Les véhicules électriques sont plus polluants à construire à cause de leur batterie, 33 à 44% du CO2 émis lors de la construction des VE étant émis pour produire la batterie5. Au sein de la production de la batterie, 70 à 80 % des émissions de gaz à effet de serre sont dues à l’assemblage de la batterie et à la fabrication des cellules, qui sont des processus à forte intensité énergétique. 20 à 30 % des émissions restantes sont dues à l’extraction de matières premières telles que le lithium, le cobalt, le nickel et le cuivre6.

Usine

Concernant la production de la batterie, trois pays (Chine, Japon, Corée du Sud7) fabriquent 85 % des batteries du monde. Les émissions de gaz à effet de serre vont donc dépendre du mix énergétique de ces pays qui est encore très carboné. Les énergies fossiles représentent 70 % de la production d’électricité au Japon et en Corée du Sud tandis qu’elles en représentent 85 % en Chine8.

Si les batteries des véhicules électriques étaient fabriquées avec de l’électricité provenant de sources d’énergies renouvelables ou faiblement carbonées, les émissions de CO2 seraient alors drastiquement réduites pendant la phase de production. Ce n’est pas encore le cas aujourd’hui car la production de batteries reste très coûteuse, la filière n’étant pas aussi développée que celle des véhicules thermiques. Néanmoins, plus le marché des VE se développera, plus les économies d’échelles réalisées seront importantes. Cette baisse des coûts de production entrainera une baisse du prix de vente qui se traduira par une hausse de la demande de VE. Selon un sondage réalisé pour RTE, 73 % des Français trouvent le véhicule électrique trop cher9.

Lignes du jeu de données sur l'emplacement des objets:
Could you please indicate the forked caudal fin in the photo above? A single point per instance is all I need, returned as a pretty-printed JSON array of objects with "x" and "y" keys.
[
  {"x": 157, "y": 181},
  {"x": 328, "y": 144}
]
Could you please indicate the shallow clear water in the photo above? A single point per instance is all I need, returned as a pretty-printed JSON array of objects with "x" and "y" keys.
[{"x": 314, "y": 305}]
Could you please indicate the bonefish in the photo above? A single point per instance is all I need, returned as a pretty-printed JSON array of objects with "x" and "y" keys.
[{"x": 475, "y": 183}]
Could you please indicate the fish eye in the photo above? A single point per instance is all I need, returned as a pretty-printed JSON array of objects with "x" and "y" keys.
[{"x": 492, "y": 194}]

Exercices:
1) Reprenez sous forme de liste le paragraphe de l'extrait sur les véhicules électriques qui commence par « Concernant la production de la batterie », en conservant ses faits principaux.
2) Poursuivez l'extrait sur les véhicules électriques à partir de sa dernière phrase.
Ces lignes ne servent pas pour faire les exercices.

Résultats:
1)
- Trois pays, la Chine, le Japon et la Corée du Sud, fabriquent 85 % des batteries du monde.
- Les émissions de gaz à effet de serre dépendent donc du mix énergétique de ces pays, encore très carboné.
- Les énergies fossiles représentent 70 % de la production d'électricité au Japon et en Corée du Sud, et 85 % en Chine.

2)
Cette baisse des coûts de production pourrait donc permettre de réaffecter la production des batteries dans des pays à faible émission de carbone tel que la France. Cependant, même après avoir pris en compte la phase de production, le bilan environnemental de la voiture électrique dépend fortement du mix énergétique du pays dans lequel un VE roule. Si une voiture électrique est chargée avec une source d’électricité à faible teneur en carbone, elle deviendra rapidement moins polluante que les véhicules thermiques. À l’inverse, si l’électricité provient d’un mix carboné comme le gaz, les véhicules électriques mettront plus de temps à devenir moins polluante que des véhicules thermiques.

Analyse des empreintes carbone de différents véhicules
Empreinte carbone d’un véhicule sur l’ensemble du cycle de vie selon le type de motorisation, le mix de production d’électricité, et la distance parcourue (année de référence 2035). Source : RTE

Un potentiel national à exploiter

La mobilité électrique en France présente des atouts indéniables tant d’un point de vue économique qu’écologique et constitue en soi un des leviers les plus performants pour atteindre la neutralité carbone dans le secteur des transports qui est responsable de 31 % des émissions de gaz à effet de serre en France.

Cette performance écologique reste néanmoins à nuancer, tant au niveau de son cycle de production complet que du mix énergétique des pays dans lequel les VE sont utilisés. La France a la chance de disposer déjà d’un mix énergétique fortement décarboné et peut donc dès aujourd’hui profiter des nombreux atouts des VE pour atteindre sa neutralité carbone.

Enfin, grâce aux nouvelles technologies qui en découlent, la mobilité électrique permet d’accompagner le développement des énergies renouvelables et la transition énergétique.

– Le pilotage de la recharge permet d’absorber des surplus de production solaire et éolien mais aussi de consommer de l’électricité à un prix abordable.

– Le vehicle-to-grid (V2G) permet de réinjecter de l’électricité dans le réseau électrique lorsque des pics de consommation surviennent à l’échelle nationale.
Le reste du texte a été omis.